• **YOUR OBJECTIVE**
Output the material exactly, but drop every image it holds.

• **DATA**
▬▬▬▬▬▬
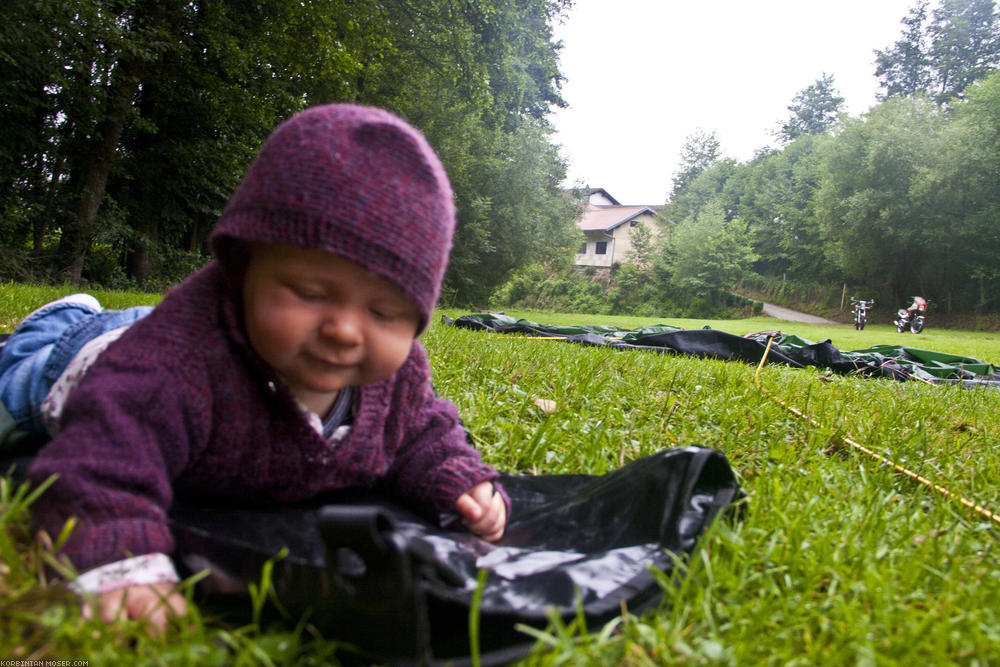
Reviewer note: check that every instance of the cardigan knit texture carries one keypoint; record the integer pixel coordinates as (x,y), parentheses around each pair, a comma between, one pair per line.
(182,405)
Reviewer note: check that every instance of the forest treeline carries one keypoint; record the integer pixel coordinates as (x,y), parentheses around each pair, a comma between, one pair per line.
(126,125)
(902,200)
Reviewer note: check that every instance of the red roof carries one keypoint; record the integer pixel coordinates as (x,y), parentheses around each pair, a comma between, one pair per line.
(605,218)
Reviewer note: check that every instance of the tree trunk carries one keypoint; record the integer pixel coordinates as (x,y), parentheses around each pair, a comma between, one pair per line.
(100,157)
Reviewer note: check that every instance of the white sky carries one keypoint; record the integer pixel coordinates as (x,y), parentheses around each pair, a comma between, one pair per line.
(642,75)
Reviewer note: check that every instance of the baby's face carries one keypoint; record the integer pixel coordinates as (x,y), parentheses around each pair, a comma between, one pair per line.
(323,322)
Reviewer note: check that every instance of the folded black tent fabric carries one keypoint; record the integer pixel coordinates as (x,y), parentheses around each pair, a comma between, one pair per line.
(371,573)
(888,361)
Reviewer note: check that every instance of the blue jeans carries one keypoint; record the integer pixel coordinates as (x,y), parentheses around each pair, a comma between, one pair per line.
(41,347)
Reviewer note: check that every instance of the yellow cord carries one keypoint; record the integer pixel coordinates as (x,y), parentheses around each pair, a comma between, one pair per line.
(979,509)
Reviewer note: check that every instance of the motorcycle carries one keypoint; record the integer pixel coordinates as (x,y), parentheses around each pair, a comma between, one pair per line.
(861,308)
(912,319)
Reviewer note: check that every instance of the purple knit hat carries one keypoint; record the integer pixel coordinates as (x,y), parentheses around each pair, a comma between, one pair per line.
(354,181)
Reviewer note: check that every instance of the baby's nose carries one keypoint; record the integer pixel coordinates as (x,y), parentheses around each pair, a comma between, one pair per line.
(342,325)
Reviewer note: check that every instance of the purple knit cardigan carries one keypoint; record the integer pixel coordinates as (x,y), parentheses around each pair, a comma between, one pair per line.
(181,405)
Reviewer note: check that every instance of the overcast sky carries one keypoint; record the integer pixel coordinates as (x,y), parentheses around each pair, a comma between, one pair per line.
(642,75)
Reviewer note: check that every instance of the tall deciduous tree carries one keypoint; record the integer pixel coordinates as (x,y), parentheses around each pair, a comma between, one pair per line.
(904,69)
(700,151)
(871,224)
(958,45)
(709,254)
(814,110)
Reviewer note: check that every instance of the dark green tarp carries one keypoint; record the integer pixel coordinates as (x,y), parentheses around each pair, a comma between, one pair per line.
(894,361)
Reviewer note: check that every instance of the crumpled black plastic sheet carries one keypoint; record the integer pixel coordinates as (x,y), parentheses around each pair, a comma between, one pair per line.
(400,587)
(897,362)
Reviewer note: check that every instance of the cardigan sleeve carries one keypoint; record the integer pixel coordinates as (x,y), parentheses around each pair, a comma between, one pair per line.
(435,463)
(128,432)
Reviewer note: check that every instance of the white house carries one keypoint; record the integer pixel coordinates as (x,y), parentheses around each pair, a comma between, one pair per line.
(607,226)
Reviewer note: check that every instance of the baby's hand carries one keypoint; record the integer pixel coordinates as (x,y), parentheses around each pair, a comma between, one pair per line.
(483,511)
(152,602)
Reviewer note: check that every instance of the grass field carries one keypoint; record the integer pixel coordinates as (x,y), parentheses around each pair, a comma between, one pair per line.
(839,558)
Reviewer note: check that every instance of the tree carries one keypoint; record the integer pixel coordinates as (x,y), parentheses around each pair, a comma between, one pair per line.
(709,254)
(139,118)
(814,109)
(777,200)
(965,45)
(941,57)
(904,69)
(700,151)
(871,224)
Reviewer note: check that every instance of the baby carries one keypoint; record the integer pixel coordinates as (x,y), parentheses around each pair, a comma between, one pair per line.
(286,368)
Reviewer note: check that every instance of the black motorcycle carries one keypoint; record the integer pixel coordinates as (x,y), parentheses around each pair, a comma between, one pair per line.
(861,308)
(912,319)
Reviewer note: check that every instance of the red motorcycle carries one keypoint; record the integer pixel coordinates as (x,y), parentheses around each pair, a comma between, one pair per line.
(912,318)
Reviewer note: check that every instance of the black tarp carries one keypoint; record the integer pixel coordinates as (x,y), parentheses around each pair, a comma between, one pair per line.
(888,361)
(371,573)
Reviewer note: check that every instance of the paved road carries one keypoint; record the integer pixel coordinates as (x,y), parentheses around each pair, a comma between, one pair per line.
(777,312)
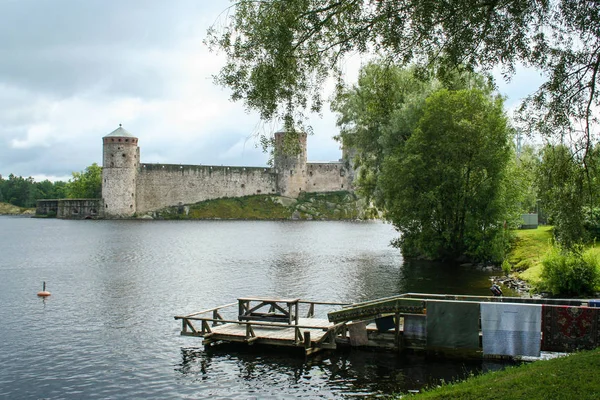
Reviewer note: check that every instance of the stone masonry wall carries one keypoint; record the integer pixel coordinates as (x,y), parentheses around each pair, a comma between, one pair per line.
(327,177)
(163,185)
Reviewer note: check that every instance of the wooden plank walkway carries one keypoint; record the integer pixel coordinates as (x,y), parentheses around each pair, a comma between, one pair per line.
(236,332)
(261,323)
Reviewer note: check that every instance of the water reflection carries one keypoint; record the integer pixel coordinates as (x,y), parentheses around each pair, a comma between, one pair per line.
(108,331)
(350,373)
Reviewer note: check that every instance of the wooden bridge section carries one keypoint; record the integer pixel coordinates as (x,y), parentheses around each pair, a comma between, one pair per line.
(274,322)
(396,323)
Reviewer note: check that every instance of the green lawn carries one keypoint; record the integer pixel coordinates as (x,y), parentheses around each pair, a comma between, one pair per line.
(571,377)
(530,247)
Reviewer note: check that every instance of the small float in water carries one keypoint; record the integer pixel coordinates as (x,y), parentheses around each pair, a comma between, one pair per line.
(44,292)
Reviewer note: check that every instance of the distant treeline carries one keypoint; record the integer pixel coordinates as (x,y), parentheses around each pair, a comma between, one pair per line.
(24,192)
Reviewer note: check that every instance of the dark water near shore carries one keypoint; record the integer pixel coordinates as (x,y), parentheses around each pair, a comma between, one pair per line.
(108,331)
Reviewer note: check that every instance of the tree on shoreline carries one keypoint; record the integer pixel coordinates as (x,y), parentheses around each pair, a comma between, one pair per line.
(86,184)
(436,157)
▬▬▬▬▬▬
• **THE SOLUTION**
Reviewer note: check that every instance of the cardigan knit texture carries one keypoint; record the integer pixel coordinates as (x,y), parentheses around each pair, a comma between, one pair per line.
(182,405)
Reviewer note: check that every instance of the forest treeline carries one keypoint; record the integer pixel coordinates as (x,y), parentheses around each pair, a comma between, one pair per line.
(126,125)
(902,200)
Reviewer note: check that every instance of the red roof carries one keypoint; record the integer pixel coordinates as (x,y), parentheses around each pair, a comma between, one pair per line.
(605,218)
Reviewer note: check that every instance of the tree trunk carries one keypoint; record the integer pixel coordinates as (x,y), parentheses around each pair, a comma between, one pair per line.
(100,157)
Reviewer note: check that every instance of the white sky carries one keypoint; record the integer pixel coordinates as (x,y), parentheses around each pair, a comma between, one pair per line.
(642,75)
Reviewer note: check that every instance of the baby's face carries one keypoint; record the integer pixel coordinates as (x,y), parentheses around each pair, a comma between, one pair per line.
(323,322)
Reviewer note: check that every instance of the folded black tent fabric carries one keypoint; record the integer pixel coordinates as (x,y), parentheses around each pair, a comma between, one pair per line.
(371,573)
(888,361)
Reviewer note: check that every instance of the blue jeans carries one keypoint; record the integer pixel coordinates as (x,y), parentheses around each pair, a comma between, one pair per line.
(41,347)
Reviewer note: check that every instance of the yellow cord carries one keypoint; record the integer pixel coordinates as (x,y), parentheses around each pair, a comma between, one pair per line.
(979,509)
Reviewer note: check that every instance of the motorcycle carries one keypoint; record the integer pixel coordinates as (x,y), parentheses around each pair, a comma between, one pair per line.
(861,308)
(912,319)
Reviewer note: check that every instance of the purple knit hat carries one keypoint; record the integer pixel coordinates as (x,y), parentheses around each pair, a comma between, one pair per line.
(354,181)
Reviewer note: check that every instance of the baby's nose carries one keypoint; record the integer pixel coordinates as (x,y), parentheses around each pair, a comma between, one pair per line.
(342,325)
Reviewer note: check that every instance of the purple knit cardigan carries one keypoint; record the integer pixel coordinates as (x,y), parentheses around each pair, a comma between, one pair per line.
(181,405)
Reviewer note: check that every instance of the overcast sky carries one keypoint; record the integer pixel coordinates as (x,y), parentheses around each pair, a comma between, one pair per line.
(642,75)
Reviewer note: check that every instance of the tall deciduous tree carries one keypoint; record the integer pixel coordinates as (x,y), parentheses around each pair, a comma between, one pair per line.
(904,69)
(700,151)
(871,224)
(958,45)
(709,254)
(814,110)
Reviewer note: check that every instance of the dark green tarp carries one keypoint; record the integer pixel coordinates as (x,y), parentheses around each pair, a comma between, one pair per line.
(894,361)
Reviewer note: check that every instance of the crumpled black plastic sheet carries one keypoint; record the integer pixel coordinates as (x,y), parentheses around each pair, a comma between, one pair per line.
(400,587)
(897,362)
Reviewer note: check that every instance of the cardigan sleeve carries one keypoint; record the integer pixel coordinates as (x,y), parentheses around each pair, a comma between, one pair per line.
(435,463)
(128,432)
Reviewer note: check that every instance of the white house carries one keypoint; record the integer pixel coordinates as (x,y), parentheses around each pair, a comma between, one pair per line.
(607,226)
Reviewer note: check that every instance of the baby's hand carries one keypoint; record the integer pixel coordinates as (x,y), parentheses around each pair, a comma between, one pair per line.
(483,511)
(152,602)
Reviewer note: check that every instance of the grass field carries one keypoint; record the integer pixel coordinates as (x,y), parentheses around each pair, a comma between, one pair per line.
(839,558)
Reviewer note: check that every instance of the tree carries one keypoint; record the integer pixel coordinates as (x,y), parentheses around each pair, a comma between, one pair per line.
(709,254)
(139,118)
(814,109)
(777,200)
(965,45)
(941,57)
(904,69)
(700,151)
(871,224)
Reviewer note: check that every instance of the baby carries one keypoint; record the integer pixel coordinates as (x,y), parentheses around each pair, a comma between, one pair per line.
(286,368)
Reviewer note: check that every instance of the black motorcycle carries one keypoint; record the integer pixel coordinates as (x,y), parentheses around each pair, a comma between, one pair per line.
(861,308)
(912,319)
Reviewer note: check that every instance of the red motorcycle carries one keypoint; record the integer pixel coordinates as (x,y), parentheses around each pair, a comma between, one pair per line.
(912,318)
Reviewer note: check that every instance of the black tarp carries one keypoint; record the integer pixel coordinates as (x,y), parentheses around each pair, a comma between, one pair per line.
(888,361)
(371,573)
Reviewer note: check that every instance of the paved road carries one keypoint; record the integer pixel coordinates as (x,y), parentheses around each pair, a comma between, one pair per line.
(777,312)
Reviewer note: check that every instance of the stone masonry wall carries one keypoint; record the integer pixel coordinates as (x,y), parentheses around each pair, a comma between, one pair per line.
(327,177)
(163,185)
Reviewer note: check that every instance of the wooden plank walkway carries one keypoint; record the integer pixel coordinates as (x,y), parentheses around each pair, a comma between, one pair per line.
(236,332)
(261,323)
Reviewer note: check that every instance of the water reflection carries one keypoint; record the integer pixel coordinates as (x,y), parentheses around each pair, a comma between, one pair per line.
(108,331)
(350,373)
Reviewer note: check that every instance of the wooden bridge section carries one keypoint; record the integer pixel coordinates as (x,y), parentheses around each pair, a comma between, one pair per line.
(274,322)
(396,323)
Reviewer note: check that every instance of the green lawn carries one keypoint; record the integer pixel coordinates as (x,y), parentheses around each pair, a comma between, one pair per line.
(571,377)
(530,247)
Reviewer note: check that every instance of the small float in water carries one keypoint; record the integer pixel coordinates as (x,y), parentheses around each pair, a comma between, one pair per line.
(44,292)
Reviewer note: check that every instance of the distant treeline carries one keypoint; record the integer pixel coordinates as (x,y), parentheses around each pair, a comma between, one pair per line.
(24,192)
Reviewer note: check that every instance of the dark water near shore carries one keypoint; record the integer pixel coordinates as (x,y), parentheses around each pair, a comma between, one pair per line.
(108,331)
Reviewer note: check that every instance of the tree on shoreline carries one keypoint; record the integer pixel coordinates as (x,y), parentheses around each pair, a comma between, one pair per line.
(86,184)
(436,157)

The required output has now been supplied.